**EXERCISE INSTRUCTIONS**
Please rewrite the lines from the one with "Every <instance> block" up to and including the one with "box: [497, 36, 542, 142]" as a JSON list of strings, one string per line, with blank lines left out.

**AVAILABLE RECORDS**
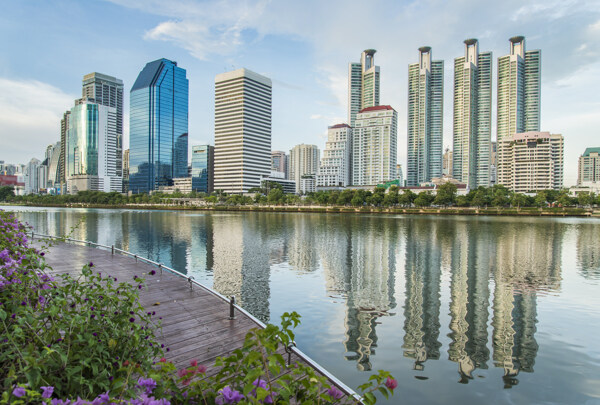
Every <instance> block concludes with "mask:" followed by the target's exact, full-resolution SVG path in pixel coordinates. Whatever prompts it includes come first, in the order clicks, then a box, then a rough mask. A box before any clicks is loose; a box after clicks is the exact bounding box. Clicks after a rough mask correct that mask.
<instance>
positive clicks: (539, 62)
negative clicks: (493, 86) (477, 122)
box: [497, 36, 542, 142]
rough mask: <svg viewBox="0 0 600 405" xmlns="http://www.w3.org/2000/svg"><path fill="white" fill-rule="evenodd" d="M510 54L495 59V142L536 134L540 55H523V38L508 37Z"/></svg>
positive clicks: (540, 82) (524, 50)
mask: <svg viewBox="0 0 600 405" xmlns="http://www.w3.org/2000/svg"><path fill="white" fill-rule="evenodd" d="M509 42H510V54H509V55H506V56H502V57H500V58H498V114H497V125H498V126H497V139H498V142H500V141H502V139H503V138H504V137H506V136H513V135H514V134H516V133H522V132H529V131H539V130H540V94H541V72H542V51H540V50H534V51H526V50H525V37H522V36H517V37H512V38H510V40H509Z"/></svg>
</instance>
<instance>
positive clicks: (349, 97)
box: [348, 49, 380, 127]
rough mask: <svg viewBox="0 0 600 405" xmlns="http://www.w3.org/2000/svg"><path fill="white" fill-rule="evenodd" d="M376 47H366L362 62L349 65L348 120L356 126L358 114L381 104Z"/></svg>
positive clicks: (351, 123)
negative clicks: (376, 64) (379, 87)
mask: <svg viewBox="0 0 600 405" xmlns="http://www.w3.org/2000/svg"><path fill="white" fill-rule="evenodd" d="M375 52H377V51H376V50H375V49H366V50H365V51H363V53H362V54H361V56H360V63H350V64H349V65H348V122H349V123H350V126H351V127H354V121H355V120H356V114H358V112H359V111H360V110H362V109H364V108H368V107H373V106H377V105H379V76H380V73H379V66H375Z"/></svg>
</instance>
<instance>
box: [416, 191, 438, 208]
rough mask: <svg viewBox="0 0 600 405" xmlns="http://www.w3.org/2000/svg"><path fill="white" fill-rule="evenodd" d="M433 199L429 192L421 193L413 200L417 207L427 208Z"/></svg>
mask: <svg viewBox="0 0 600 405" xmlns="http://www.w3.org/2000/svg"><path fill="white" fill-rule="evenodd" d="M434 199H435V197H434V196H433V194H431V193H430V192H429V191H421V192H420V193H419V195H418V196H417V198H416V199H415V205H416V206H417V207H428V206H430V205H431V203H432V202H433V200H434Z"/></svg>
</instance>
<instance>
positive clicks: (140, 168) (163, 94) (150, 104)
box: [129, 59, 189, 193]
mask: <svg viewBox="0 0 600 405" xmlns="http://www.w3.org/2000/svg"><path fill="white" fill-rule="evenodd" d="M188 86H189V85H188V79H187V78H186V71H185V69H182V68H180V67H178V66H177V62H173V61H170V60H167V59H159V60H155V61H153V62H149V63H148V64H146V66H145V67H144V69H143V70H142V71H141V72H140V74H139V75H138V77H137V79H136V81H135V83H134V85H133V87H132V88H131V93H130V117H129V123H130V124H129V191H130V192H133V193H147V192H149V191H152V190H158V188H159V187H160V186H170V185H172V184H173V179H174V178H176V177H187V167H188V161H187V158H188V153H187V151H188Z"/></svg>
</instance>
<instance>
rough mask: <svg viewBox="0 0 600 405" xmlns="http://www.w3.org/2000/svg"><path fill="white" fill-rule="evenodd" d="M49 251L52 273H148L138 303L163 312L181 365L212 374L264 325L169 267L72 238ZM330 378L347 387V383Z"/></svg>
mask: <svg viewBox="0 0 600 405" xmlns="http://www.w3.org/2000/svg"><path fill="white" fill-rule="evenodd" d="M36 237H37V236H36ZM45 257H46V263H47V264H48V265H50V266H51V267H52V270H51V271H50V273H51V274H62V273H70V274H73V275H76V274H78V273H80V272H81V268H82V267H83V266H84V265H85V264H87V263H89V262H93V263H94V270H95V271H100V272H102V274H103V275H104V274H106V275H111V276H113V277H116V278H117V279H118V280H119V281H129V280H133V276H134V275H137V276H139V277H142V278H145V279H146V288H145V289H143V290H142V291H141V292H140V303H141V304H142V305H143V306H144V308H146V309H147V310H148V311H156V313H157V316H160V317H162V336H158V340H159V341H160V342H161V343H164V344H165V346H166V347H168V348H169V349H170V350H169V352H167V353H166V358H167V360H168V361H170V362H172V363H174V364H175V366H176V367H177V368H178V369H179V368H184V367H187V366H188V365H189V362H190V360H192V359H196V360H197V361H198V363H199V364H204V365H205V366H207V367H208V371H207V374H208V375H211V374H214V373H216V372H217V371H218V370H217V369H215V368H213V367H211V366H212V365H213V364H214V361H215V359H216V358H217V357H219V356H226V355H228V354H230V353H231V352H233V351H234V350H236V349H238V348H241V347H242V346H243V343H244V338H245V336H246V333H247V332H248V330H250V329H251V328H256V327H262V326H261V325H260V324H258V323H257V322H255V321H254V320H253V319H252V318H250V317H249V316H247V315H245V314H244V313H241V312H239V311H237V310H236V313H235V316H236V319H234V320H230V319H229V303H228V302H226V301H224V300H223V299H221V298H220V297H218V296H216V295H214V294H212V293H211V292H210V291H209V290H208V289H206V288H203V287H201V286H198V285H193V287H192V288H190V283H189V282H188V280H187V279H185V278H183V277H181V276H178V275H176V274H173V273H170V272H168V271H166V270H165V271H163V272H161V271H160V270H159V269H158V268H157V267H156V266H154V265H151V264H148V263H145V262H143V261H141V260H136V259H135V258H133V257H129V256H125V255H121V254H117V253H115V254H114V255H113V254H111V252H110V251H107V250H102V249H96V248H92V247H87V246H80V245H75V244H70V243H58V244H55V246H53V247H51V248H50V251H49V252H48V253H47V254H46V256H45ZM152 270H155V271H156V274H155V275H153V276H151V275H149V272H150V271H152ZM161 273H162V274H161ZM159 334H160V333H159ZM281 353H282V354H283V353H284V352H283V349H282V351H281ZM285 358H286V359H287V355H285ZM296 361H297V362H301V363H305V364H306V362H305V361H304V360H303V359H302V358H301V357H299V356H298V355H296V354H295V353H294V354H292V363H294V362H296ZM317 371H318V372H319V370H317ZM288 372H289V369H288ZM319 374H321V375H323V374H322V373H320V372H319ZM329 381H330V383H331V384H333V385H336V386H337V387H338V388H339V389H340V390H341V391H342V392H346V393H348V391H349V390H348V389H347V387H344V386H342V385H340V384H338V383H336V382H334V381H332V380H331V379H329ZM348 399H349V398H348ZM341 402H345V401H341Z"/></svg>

==

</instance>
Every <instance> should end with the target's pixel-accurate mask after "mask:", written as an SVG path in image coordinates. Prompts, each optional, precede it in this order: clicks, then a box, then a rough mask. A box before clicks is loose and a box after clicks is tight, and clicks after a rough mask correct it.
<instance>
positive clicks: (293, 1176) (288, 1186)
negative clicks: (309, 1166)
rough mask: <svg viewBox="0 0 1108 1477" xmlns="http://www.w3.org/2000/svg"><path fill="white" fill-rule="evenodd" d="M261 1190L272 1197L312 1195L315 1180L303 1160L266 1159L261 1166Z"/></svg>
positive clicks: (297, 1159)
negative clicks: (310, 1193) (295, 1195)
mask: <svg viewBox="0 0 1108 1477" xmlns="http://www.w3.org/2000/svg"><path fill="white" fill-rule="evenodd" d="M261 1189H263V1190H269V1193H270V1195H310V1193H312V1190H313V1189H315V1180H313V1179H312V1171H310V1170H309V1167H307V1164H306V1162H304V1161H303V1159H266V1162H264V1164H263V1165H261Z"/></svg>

...

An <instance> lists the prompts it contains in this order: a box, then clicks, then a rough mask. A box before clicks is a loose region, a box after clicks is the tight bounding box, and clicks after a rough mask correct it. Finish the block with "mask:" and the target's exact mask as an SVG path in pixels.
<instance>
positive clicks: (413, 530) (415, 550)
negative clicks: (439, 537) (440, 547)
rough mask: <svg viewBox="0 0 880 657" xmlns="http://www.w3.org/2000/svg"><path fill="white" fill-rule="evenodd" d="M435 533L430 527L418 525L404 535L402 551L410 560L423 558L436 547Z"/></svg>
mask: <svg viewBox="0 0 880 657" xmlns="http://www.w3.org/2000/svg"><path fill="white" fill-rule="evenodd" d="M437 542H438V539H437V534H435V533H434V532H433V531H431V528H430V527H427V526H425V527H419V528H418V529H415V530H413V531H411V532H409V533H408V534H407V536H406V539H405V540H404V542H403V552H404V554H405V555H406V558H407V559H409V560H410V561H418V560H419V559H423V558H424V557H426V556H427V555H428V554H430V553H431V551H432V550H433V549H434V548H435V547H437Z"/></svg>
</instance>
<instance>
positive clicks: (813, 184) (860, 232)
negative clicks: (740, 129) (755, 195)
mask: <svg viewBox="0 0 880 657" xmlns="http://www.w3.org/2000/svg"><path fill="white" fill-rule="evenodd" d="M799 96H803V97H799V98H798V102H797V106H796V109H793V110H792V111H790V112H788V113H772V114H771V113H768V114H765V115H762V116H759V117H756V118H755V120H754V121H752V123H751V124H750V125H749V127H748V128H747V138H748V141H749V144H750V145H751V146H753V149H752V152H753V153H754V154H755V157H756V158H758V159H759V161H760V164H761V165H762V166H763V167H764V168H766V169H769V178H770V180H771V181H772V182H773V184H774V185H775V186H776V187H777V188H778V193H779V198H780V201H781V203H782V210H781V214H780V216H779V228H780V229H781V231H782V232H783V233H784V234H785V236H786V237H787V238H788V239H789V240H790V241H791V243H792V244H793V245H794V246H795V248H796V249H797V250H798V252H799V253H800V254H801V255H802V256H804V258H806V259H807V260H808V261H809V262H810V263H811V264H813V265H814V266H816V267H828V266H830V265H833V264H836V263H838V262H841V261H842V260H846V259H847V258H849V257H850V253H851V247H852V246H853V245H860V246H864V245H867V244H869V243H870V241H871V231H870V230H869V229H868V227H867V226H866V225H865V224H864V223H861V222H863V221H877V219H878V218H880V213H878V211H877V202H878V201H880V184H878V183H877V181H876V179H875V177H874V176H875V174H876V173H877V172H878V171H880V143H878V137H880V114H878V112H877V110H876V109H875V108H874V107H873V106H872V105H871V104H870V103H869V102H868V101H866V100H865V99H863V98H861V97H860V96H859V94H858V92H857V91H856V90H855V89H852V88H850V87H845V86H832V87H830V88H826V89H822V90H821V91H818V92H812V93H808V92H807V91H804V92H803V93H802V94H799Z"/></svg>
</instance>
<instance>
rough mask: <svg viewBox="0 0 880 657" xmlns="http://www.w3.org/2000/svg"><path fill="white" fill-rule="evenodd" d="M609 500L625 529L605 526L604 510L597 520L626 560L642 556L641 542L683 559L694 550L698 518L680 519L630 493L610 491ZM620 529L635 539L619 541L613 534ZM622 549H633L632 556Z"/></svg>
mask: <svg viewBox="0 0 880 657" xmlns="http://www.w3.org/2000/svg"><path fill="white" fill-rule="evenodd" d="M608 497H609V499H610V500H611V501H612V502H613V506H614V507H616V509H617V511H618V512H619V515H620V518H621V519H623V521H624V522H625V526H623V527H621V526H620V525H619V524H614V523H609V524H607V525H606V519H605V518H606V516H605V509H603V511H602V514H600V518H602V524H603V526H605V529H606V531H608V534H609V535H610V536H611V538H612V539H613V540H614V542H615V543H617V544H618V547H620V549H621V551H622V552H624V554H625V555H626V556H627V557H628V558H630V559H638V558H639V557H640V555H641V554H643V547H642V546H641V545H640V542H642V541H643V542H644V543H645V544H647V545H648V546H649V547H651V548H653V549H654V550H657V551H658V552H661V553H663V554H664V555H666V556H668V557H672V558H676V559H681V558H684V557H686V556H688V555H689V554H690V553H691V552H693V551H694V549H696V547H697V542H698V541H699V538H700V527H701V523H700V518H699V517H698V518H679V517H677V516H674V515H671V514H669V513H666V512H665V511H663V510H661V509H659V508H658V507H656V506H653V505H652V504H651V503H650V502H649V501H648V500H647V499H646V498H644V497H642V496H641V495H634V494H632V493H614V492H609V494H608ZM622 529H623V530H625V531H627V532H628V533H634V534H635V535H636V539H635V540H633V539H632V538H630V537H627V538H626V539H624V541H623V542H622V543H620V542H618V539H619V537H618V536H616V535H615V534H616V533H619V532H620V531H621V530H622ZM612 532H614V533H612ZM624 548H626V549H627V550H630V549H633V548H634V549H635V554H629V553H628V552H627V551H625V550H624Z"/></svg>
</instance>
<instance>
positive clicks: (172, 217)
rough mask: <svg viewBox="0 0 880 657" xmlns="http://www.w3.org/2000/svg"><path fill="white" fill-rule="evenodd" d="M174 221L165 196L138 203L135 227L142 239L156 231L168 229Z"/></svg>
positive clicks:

**YOUR RESPONSE**
[
  "Every <instance> block concludes with \"mask:\" followed by the target's exact, full-resolution SVG path in pixel coordinates. Whatever prompts it includes come first, in the order clicks, then a box, then a rough mask. A box before any clicks is loose; a box after clicks is the exact bounding box. Clicks after a rough mask correct that mask.",
  "<instance>",
  "positive clicks: (539, 62)",
  "negative clicks: (493, 86) (477, 122)",
  "box: [497, 36, 542, 142]"
]